READING TEXT —
________________________

The following sections describe known OpenVMS Galaxy issues that affect AlphaServer 8400 and 8200 systems.

10.2.1 Allocating Primary CPUs to Instances on AlphaServer 8400/8200

On AlphaServer 8400/8200 systems, only an even-numbered CPU can be the primary CPU in an instance. Therefore, do not define an instance to consist only of odd numbered CPUs.

10.2.2 Console Terminal Connection (Secondary Instances)

The console terminal must be connected to COM1, which is the connector furthest from the DWLPB motherboard. See the Chapter 6 in this document for complete details about installing the KFE72-DA console subsystem.

If the console terminal is connected to COM2, you will be able to enter console commands, but you will not see any output from the console or from OpenVMS.

________________________

SOURCE MATERIAL —
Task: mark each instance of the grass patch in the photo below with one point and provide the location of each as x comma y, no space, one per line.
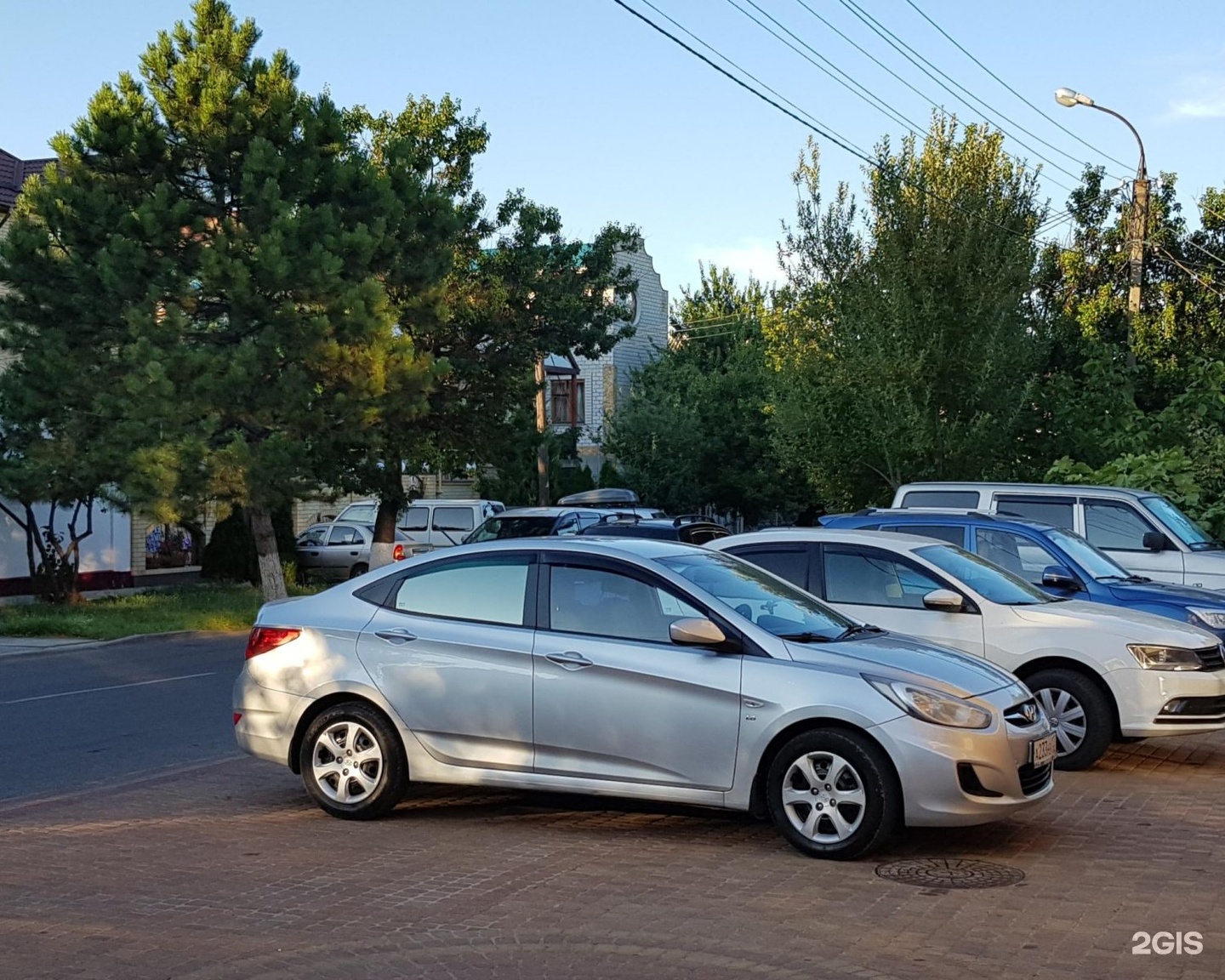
206,607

________________________

Reproduce the OpenVMS Galaxy text word for word, starting with "10.2.2 Console Terminal" and going on through "KFE72-DA console subsystem.".

SOLUTION TO THIS TASK —
10.2.2 Console Terminal Connection (Secondary Instances)

The console terminal must be connected to COM1, which is the connector furthest from the DWLPB motherboard. See the Chapter 6 in this document for complete details about installing the KFE72-DA console subsystem.